● **Task statement**
Output every line of the items below as a JSON list of strings, one string per line, with blank lines omitted. Leave the pictures out of the list.

Task input start

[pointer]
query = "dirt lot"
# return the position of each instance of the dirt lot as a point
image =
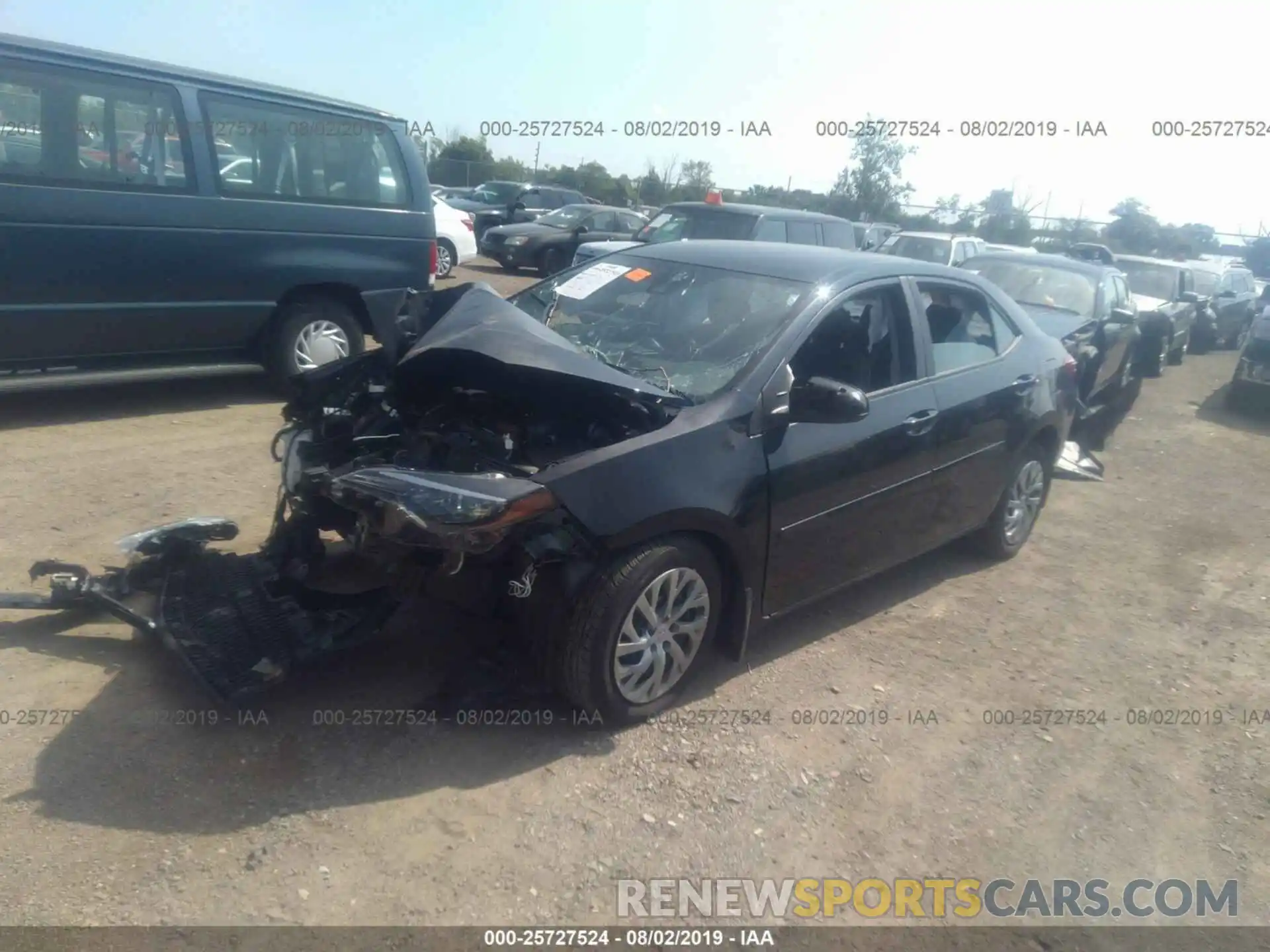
(1144, 592)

Task input end

● **Correct answer**
[
  "[pointer]",
  "query = \"dirt lot\"",
  "# return the position of each instance of the dirt lot as a point",
  "image =",
  "(1144, 592)"
]